**What is expected**
Copy out the lines of the dataset entries verbatim, starting at the line containing "for woman's bare" and ending at the line containing "[474,183,499,214]".

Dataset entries
--------
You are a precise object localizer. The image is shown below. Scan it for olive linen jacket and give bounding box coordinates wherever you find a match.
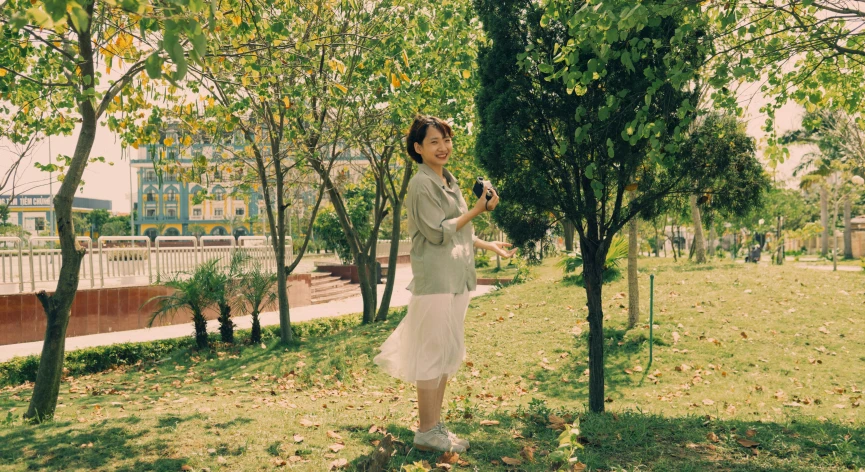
[406,164,477,295]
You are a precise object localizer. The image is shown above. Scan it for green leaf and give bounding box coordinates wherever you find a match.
[69,2,90,31]
[144,51,162,79]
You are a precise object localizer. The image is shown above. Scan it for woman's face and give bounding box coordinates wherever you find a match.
[414,126,453,167]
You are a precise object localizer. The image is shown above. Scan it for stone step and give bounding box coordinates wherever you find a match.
[312,279,351,296]
[311,277,348,288]
[311,285,360,305]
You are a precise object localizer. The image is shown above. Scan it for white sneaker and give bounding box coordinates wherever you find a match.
[439,423,470,451]
[414,423,466,454]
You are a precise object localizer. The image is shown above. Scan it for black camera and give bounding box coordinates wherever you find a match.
[472,177,501,200]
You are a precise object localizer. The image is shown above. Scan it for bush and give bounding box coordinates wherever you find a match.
[0,307,406,387]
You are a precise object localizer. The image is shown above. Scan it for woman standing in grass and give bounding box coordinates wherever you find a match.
[375,115,516,452]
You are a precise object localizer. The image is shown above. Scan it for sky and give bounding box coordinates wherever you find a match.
[0,86,807,213]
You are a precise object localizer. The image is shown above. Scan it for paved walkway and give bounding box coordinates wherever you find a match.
[0,265,492,362]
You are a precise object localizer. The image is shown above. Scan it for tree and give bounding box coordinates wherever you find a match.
[704,0,865,163]
[475,0,728,412]
[0,0,205,421]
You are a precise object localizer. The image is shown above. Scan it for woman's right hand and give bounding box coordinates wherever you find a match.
[475,188,499,214]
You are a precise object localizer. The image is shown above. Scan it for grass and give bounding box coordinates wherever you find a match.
[0,258,865,472]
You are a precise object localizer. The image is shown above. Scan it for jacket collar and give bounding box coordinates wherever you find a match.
[418,164,459,186]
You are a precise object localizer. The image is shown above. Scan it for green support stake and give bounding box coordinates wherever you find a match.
[646,274,655,371]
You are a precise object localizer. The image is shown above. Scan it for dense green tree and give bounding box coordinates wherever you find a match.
[475,0,728,411]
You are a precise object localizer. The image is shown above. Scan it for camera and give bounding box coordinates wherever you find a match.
[472,177,501,200]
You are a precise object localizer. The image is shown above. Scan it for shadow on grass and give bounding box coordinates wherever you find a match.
[345,411,865,472]
[0,423,184,471]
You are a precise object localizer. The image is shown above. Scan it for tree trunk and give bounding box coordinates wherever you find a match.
[844,195,853,259]
[709,221,718,258]
[691,195,706,264]
[219,303,234,344]
[24,36,97,422]
[249,308,261,344]
[820,186,829,257]
[375,201,402,321]
[562,219,576,252]
[580,238,606,413]
[192,310,210,349]
[355,254,378,324]
[628,218,640,329]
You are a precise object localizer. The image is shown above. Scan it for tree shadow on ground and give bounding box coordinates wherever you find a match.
[0,422,184,470]
[344,411,865,472]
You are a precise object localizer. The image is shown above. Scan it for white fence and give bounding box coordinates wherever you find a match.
[0,236,294,294]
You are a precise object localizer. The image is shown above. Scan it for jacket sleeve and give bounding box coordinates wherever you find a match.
[409,184,457,246]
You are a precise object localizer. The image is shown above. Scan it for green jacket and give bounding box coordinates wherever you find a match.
[406,164,477,295]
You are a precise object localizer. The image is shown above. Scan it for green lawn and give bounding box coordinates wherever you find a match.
[0,258,865,472]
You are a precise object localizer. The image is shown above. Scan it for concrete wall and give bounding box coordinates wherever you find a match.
[0,274,312,345]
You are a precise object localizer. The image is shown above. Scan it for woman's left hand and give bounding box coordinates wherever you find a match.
[490,241,517,259]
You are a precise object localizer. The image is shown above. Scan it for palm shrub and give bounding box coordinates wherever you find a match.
[142,260,217,349]
[241,266,276,344]
[209,251,248,343]
[556,236,628,287]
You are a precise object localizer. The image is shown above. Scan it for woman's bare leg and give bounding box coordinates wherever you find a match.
[417,378,444,433]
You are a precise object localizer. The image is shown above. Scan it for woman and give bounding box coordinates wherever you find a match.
[374,116,516,453]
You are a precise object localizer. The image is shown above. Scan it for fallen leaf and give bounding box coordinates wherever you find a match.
[736,438,760,447]
[436,451,460,464]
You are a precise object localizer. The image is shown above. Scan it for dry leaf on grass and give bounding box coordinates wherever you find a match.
[736,438,760,448]
[436,452,460,464]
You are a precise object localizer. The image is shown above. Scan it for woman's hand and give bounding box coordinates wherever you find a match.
[489,241,517,259]
[474,183,499,214]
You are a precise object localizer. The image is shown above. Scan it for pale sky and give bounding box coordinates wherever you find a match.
[0,85,806,213]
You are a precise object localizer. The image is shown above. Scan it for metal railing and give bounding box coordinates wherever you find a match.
[0,236,310,294]
[29,236,96,291]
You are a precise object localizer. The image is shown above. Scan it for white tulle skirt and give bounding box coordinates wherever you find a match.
[373,290,471,383]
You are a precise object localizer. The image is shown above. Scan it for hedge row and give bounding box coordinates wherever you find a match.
[0,308,405,387]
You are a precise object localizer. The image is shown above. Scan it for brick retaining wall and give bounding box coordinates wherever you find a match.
[0,274,312,345]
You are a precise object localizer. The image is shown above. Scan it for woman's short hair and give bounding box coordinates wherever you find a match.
[405,115,454,164]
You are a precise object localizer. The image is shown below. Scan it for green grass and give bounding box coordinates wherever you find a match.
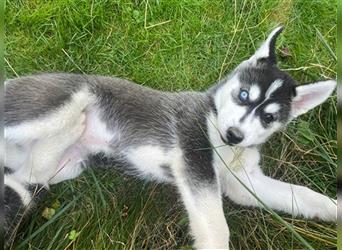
[5,0,337,249]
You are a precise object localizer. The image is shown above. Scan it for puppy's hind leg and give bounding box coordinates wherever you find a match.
[13,112,86,185]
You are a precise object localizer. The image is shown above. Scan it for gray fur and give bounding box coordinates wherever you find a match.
[5,74,86,126]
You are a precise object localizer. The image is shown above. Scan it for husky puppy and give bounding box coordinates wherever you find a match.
[5,27,336,249]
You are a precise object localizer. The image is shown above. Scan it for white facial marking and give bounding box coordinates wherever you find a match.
[264,103,280,114]
[265,79,283,100]
[4,175,31,206]
[249,85,261,102]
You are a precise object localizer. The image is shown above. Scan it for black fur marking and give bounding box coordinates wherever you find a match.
[239,65,296,124]
[258,28,283,65]
[160,164,174,179]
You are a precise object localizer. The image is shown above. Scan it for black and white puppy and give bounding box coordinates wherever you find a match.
[5,27,336,249]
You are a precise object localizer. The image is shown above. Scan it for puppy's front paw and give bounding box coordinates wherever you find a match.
[323,199,337,222]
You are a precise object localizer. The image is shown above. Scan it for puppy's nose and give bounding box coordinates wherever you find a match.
[226,127,244,145]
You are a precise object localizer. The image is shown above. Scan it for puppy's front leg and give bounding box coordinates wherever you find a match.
[178,182,229,249]
[225,163,337,221]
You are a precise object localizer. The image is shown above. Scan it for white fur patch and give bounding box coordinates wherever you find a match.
[249,85,261,102]
[4,175,31,206]
[125,145,183,181]
[265,79,283,100]
[4,90,93,143]
[264,103,280,114]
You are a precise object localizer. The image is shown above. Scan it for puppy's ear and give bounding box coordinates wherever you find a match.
[291,80,336,118]
[248,26,283,65]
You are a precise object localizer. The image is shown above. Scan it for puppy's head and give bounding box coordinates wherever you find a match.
[213,27,336,147]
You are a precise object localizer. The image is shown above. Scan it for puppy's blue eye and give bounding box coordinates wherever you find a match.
[239,89,249,102]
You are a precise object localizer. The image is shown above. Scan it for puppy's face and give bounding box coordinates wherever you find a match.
[214,28,336,147]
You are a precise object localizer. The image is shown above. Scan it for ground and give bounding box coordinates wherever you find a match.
[5,0,337,249]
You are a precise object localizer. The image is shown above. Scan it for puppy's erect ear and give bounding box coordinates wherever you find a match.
[248,26,283,65]
[291,80,336,118]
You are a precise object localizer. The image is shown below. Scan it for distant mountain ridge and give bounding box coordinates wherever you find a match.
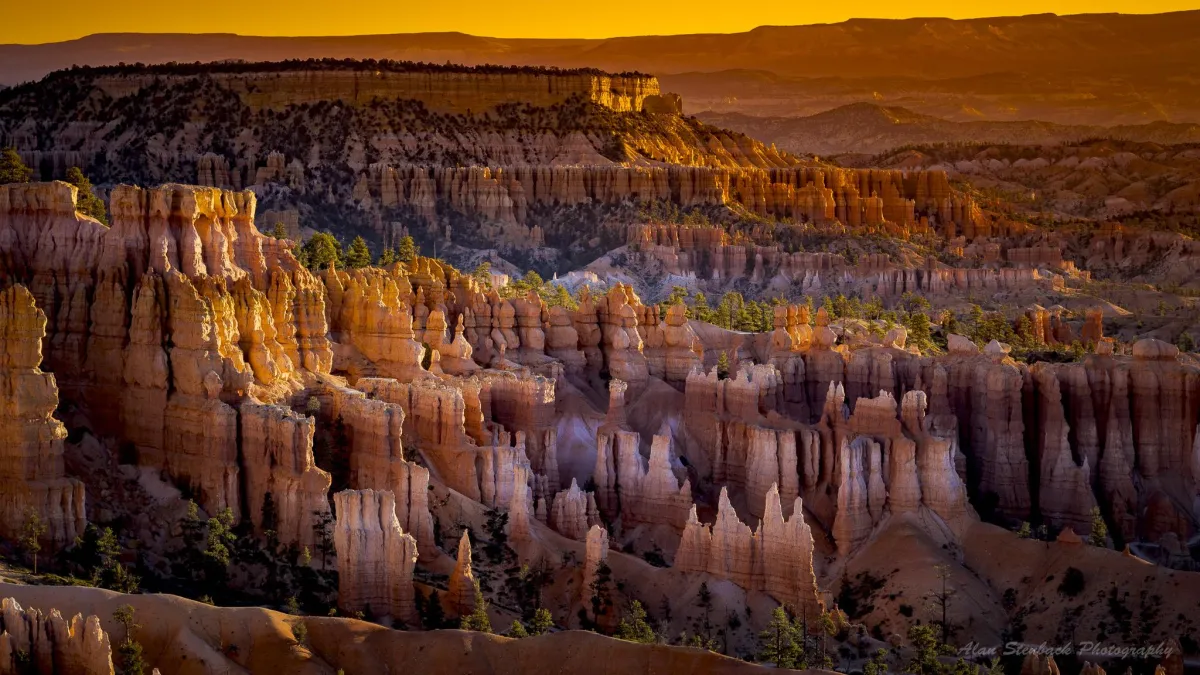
[696,102,1200,155]
[7,11,1200,125]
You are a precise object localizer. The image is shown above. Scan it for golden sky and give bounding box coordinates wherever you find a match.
[7,0,1200,44]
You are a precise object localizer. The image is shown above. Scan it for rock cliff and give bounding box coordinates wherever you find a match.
[0,286,86,549]
[0,598,113,675]
[334,490,416,622]
[674,486,823,616]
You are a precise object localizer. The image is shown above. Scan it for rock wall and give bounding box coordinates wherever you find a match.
[240,401,332,550]
[326,381,440,560]
[592,431,692,530]
[446,530,476,616]
[0,183,332,515]
[0,286,86,550]
[334,490,418,623]
[96,67,659,114]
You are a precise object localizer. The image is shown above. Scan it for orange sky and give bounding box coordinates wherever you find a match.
[7,0,1200,43]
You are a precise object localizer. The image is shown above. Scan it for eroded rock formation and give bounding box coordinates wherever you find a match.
[0,598,113,675]
[0,286,86,549]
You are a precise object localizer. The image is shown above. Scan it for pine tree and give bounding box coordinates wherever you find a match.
[460,581,492,633]
[301,232,342,270]
[67,167,108,225]
[396,234,416,264]
[18,509,46,574]
[758,607,804,668]
[113,604,146,675]
[1088,507,1109,549]
[529,607,554,635]
[904,625,942,675]
[470,261,492,288]
[613,601,658,645]
[346,237,371,269]
[0,148,34,185]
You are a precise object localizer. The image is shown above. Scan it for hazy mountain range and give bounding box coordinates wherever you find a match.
[696,103,1200,155]
[7,11,1200,125]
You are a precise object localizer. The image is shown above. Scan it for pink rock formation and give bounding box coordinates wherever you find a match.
[674,488,823,616]
[593,431,692,530]
[240,401,332,550]
[550,478,599,542]
[0,285,86,549]
[596,285,649,393]
[334,490,418,622]
[580,525,608,598]
[0,598,113,675]
[640,305,704,387]
[446,530,475,616]
[329,386,439,560]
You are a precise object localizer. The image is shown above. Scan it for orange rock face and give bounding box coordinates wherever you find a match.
[239,401,332,550]
[0,286,85,549]
[334,490,418,622]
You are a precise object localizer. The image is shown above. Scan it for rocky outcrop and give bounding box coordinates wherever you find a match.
[593,431,692,530]
[550,478,600,542]
[326,382,439,560]
[0,598,113,675]
[446,530,476,616]
[324,269,426,382]
[580,525,608,598]
[640,305,704,388]
[334,490,418,622]
[674,486,823,616]
[0,183,332,526]
[88,62,660,114]
[592,285,649,393]
[240,401,332,550]
[0,286,86,549]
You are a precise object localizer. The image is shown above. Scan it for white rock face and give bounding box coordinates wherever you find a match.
[0,598,113,675]
[334,490,416,622]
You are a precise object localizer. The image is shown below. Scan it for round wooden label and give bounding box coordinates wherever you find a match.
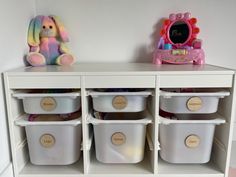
--------
**Answer for this exercise**
You are a precise object localizer. The image is shown above. Scan it for woman's bare leg and give bounding box coordinates wherever you find a match.
[417,378,444,433]
You are a precise object localizer. The image is shown above. Scan it for woman and give bounding box coordinates wherever you find a match.
[374,116,516,453]
You are a precise object localizer. The image is shown above. Scan it for fallen leaf and give bounding box coordinates wherever you find a match.
[736,438,760,447]
[436,451,460,464]
You are a precise object localizer. The image is shown above. Scan it for dry leaf on grass and give bounding box coordinates wherever you find a match.
[736,438,760,448]
[436,452,460,464]
You are a precise object localizer. The image is shown above. Scan it for woman's hand and give bounding box coordinates wherever you find a match.
[489,241,517,259]
[474,183,499,214]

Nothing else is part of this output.